- _TEXTO DE ORIGEM_:
E se, desde criança, meninos e meninas aprendessem que um dos primeiros imperadores do mundo foi uma mulher? (Wu Zetian). E que uma das primeiras escritoras conhecidas também? (Enheduanna). Alguns dos nossos primeiros exemplos de médicos (Peseshet), líderes (Cleópatra), matemáticos (Hipatia) e comandantes militares (Boadice) eram todas mulheres. Que diferença faria na maneira como as mulheres são valorizadas na sociedade atual se meninos e meninas aprendessem sobre as contribuições históricas das mulheres que as tiram dos “lugares comuns” de esposa, mãe ou prostituta? 

Como editora, reconhecemos nossa responsabilidade em trazer ao público brasileiro obras que ampliem as narrativas disponíveis. A história das mulheres representa metade da história humana que merece ser conhecida e compreendida.

Autoras como María-Milagros Rivera Garretas nos oferecem ferramentas para uma compreensão mais ampla do passado e para construir um futuro em que diferentes perspectivas tenham lugar na narrativa histórica. Este é o compromisso de duas vias da editora Ginna: possibilitar uma compreensão mais completa da experiência humana e informar políticas feministas no presente com lições históricas da vida e do movimento de mulheres. 

Conhecer nossa história é conhecer nossa diversidade. E a história das mulheres é uma história de participação, criatividade e contribuição que precisa ser contada e conhecida.

Imagens: Achados arqueológicos com a figura de Enheduanna, filha de Sargão de Akkad. Enheduanna viveu há 4.300 anos e é conhecida como a primeira pessoa a assinar uma poesia na história.

- _DADOS LISTADOS_:
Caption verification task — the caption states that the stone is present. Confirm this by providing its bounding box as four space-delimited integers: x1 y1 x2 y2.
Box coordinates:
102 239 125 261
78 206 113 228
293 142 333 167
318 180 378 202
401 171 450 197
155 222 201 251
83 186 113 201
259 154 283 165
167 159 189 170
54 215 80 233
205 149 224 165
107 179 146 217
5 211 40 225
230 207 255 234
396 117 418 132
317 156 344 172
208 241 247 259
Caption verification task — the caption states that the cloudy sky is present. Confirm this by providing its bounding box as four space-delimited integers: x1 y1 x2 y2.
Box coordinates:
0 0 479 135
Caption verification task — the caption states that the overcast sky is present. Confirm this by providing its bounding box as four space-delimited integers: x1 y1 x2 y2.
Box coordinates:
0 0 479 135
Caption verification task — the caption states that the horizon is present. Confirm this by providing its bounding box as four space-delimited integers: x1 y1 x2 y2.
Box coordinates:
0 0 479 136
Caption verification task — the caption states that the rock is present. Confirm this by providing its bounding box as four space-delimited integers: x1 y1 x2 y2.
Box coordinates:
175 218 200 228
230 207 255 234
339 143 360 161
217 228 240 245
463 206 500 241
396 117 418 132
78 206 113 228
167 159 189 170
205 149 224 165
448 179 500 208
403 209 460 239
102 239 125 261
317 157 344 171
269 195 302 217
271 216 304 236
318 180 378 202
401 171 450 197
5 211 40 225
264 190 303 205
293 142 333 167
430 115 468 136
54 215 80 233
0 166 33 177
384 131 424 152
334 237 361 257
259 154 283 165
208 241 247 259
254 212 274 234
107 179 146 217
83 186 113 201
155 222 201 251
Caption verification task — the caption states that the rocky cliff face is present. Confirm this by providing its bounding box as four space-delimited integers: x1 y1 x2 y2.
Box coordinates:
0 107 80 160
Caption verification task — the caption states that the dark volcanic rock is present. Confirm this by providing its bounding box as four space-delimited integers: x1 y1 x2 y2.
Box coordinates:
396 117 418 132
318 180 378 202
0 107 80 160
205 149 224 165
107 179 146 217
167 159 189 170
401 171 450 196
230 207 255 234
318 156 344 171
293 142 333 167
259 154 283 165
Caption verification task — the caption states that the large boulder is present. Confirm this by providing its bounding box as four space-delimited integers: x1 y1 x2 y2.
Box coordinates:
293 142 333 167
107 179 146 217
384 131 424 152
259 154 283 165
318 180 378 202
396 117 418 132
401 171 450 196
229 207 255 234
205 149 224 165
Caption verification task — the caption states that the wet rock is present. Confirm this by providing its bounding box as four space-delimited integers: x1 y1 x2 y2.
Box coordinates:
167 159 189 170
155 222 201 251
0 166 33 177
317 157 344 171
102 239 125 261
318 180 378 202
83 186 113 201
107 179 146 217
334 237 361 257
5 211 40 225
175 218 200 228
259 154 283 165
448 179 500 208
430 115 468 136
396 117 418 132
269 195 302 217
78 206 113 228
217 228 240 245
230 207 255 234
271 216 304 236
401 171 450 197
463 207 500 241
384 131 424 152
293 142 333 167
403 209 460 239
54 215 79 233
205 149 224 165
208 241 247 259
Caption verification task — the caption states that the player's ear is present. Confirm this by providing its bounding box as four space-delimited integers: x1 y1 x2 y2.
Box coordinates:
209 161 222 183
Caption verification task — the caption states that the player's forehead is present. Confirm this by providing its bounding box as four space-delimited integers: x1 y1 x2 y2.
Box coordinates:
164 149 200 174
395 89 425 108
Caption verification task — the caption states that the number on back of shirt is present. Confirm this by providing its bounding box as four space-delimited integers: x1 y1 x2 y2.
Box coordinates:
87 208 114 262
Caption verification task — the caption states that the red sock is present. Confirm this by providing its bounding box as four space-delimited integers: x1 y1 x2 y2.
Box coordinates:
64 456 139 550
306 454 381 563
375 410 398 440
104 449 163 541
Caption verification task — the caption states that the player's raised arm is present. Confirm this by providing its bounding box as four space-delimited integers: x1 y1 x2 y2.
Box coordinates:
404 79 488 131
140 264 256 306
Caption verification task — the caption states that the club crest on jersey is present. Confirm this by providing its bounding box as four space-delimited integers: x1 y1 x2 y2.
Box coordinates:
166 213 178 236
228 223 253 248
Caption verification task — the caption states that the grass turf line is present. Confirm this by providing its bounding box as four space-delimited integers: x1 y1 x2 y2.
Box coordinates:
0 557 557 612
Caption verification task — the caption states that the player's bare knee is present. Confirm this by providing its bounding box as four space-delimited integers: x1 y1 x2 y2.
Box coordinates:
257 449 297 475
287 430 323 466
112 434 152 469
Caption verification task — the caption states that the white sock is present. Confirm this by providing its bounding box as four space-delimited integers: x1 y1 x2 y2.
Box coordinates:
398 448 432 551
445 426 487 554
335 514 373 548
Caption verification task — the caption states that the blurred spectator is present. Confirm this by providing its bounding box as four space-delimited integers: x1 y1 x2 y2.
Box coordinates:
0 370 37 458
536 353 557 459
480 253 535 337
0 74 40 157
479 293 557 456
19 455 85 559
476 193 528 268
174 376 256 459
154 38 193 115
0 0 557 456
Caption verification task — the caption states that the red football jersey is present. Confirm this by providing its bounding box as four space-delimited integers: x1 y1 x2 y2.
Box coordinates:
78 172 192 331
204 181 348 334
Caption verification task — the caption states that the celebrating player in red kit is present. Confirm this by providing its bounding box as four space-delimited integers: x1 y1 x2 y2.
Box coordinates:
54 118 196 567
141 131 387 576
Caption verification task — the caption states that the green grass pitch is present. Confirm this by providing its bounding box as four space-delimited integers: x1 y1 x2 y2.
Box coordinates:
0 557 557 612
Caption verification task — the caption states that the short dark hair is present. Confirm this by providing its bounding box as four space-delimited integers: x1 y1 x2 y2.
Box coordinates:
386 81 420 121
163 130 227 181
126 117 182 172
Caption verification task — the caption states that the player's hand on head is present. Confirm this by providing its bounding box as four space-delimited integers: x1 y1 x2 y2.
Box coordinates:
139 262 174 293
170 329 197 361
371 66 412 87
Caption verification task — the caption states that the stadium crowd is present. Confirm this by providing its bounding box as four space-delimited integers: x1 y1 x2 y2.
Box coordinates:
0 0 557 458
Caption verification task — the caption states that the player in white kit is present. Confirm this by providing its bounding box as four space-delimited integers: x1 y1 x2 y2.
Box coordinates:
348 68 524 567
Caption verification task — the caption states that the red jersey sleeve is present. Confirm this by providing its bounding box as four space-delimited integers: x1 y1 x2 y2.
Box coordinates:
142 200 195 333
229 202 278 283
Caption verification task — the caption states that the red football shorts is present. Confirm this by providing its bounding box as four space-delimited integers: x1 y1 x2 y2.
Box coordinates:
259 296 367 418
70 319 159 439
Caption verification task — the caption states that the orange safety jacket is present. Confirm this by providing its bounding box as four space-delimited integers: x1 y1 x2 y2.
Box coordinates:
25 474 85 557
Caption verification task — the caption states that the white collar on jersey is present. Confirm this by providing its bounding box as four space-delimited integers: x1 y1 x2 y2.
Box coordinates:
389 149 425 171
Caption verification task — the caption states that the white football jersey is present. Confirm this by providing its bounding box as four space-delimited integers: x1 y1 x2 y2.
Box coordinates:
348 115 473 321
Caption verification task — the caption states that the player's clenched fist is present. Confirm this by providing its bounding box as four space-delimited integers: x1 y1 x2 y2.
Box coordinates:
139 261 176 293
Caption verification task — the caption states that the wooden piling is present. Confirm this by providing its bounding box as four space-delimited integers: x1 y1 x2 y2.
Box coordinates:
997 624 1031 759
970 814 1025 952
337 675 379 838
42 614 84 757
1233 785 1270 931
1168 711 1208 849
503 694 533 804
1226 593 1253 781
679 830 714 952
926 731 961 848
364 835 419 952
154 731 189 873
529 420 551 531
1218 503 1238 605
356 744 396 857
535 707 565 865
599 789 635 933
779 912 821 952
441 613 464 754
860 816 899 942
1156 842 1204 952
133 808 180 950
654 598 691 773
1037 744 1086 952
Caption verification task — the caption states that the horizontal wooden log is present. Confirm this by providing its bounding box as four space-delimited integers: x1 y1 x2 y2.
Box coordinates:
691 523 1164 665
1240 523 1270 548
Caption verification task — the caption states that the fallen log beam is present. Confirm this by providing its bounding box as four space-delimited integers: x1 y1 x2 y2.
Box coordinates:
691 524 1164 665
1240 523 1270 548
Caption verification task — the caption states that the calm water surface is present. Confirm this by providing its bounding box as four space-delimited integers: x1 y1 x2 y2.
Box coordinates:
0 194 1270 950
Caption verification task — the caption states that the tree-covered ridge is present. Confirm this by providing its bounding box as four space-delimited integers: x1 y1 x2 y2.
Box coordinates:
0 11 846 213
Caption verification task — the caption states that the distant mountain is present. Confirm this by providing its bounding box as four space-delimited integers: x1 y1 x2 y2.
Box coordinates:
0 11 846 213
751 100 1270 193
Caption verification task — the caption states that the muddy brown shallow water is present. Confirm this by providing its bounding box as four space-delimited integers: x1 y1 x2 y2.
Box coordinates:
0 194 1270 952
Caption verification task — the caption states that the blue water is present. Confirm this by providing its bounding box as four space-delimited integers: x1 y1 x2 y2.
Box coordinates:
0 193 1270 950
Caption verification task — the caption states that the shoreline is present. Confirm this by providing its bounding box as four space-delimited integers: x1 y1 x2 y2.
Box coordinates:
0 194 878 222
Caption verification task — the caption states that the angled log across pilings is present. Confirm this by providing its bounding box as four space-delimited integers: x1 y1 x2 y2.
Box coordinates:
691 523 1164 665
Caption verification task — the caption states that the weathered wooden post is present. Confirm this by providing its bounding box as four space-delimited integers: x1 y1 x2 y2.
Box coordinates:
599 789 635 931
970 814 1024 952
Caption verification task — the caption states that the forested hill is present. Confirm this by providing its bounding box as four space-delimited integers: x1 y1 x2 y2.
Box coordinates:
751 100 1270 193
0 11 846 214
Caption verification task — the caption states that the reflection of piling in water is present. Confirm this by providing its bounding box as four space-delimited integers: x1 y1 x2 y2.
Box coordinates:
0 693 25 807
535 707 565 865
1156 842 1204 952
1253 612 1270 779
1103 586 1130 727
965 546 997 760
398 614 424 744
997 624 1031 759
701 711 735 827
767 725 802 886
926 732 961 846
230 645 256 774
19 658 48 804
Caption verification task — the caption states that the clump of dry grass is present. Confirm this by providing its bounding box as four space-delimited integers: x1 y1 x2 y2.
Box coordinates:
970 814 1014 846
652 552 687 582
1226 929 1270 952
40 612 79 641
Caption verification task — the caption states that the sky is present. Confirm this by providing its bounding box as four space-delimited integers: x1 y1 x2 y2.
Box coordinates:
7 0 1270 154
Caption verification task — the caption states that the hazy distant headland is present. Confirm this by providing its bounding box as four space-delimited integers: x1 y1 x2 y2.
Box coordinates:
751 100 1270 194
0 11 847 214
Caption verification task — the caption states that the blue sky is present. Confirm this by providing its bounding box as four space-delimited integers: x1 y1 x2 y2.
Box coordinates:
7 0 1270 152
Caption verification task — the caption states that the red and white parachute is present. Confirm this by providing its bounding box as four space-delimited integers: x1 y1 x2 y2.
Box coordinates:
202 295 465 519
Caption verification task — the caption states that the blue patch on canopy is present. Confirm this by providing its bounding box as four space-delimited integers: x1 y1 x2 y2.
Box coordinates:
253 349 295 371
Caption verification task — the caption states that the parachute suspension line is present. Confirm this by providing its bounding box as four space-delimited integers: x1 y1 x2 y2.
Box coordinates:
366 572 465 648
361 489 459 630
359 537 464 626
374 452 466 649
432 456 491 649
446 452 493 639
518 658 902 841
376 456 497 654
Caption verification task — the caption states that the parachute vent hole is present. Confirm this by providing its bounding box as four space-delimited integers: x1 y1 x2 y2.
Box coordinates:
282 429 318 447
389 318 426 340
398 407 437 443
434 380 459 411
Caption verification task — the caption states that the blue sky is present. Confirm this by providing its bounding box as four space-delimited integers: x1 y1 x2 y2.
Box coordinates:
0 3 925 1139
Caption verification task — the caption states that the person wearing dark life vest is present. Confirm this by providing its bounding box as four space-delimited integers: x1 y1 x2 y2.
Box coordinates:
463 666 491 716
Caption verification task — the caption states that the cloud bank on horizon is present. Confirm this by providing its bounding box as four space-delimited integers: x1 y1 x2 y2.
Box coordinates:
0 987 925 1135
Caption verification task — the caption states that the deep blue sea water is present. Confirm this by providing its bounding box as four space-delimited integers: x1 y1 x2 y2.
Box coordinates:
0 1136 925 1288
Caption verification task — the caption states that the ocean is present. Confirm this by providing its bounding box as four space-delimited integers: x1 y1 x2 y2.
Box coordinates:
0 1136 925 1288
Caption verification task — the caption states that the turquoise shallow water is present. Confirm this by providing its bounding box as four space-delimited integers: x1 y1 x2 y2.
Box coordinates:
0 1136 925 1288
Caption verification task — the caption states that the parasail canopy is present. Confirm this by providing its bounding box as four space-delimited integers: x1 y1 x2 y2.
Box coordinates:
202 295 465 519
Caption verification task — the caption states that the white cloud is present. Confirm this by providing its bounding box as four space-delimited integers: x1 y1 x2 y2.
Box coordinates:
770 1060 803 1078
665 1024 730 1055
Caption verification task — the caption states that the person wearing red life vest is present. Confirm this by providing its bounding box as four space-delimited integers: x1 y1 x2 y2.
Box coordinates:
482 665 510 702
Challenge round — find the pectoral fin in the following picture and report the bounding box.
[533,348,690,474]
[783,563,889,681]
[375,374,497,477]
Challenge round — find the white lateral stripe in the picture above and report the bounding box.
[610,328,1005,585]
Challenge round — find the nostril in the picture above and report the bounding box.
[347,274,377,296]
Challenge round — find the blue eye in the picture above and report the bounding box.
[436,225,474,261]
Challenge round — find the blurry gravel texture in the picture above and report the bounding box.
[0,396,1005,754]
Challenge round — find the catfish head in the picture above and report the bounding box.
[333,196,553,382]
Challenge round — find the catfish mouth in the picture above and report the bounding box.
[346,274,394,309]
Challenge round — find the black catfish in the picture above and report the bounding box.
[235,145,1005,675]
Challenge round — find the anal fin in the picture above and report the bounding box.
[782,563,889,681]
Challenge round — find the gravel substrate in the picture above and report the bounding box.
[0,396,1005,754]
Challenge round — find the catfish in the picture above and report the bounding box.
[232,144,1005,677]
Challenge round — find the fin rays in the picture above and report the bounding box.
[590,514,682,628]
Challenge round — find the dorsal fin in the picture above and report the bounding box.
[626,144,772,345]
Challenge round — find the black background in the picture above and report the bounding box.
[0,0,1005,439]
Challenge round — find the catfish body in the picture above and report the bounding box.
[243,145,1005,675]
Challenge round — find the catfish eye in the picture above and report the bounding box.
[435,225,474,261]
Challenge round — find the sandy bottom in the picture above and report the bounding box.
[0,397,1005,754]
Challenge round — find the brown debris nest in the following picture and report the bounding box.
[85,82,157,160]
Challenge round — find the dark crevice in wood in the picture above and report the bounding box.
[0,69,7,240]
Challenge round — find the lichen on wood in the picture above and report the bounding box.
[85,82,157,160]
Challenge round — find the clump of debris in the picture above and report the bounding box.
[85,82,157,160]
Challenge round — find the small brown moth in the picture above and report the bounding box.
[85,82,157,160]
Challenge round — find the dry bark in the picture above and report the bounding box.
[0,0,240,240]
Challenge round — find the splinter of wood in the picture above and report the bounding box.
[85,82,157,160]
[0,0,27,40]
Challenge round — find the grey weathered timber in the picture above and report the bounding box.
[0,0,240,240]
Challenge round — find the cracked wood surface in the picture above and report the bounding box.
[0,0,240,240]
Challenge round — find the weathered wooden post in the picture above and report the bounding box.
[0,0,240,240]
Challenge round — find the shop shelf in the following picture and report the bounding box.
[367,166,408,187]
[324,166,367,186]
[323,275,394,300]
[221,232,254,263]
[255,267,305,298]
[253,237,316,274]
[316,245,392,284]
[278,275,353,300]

- _TAREFA_: Reproduza sem alterações o trecho do texto sobre a história das mulheres que começa em "E se, desde" e termina em "mãe ou prostituta?".

- _RESPOSTA_:
E se, desde criança, meninos e meninas aprendessem que um dos primeiros imperadores do mundo foi uma mulher? (Wu Zetian). E que uma das primeiras escritoras conhecidas também? (Enheduanna). Alguns dos nossos primeiros exemplos de médicos (Peseshet), líderes (Cleópatra), matemáticos (Hipatia) e comandantes militares (Boadice) eram todas mulheres. Que diferença faria na maneira como as mulheres são valorizadas na sociedade atual se meninos e meninas aprendessem sobre as contribuições históricas das mulheres que as tiram dos “lugares comuns” de esposa, mãe ou prostituta?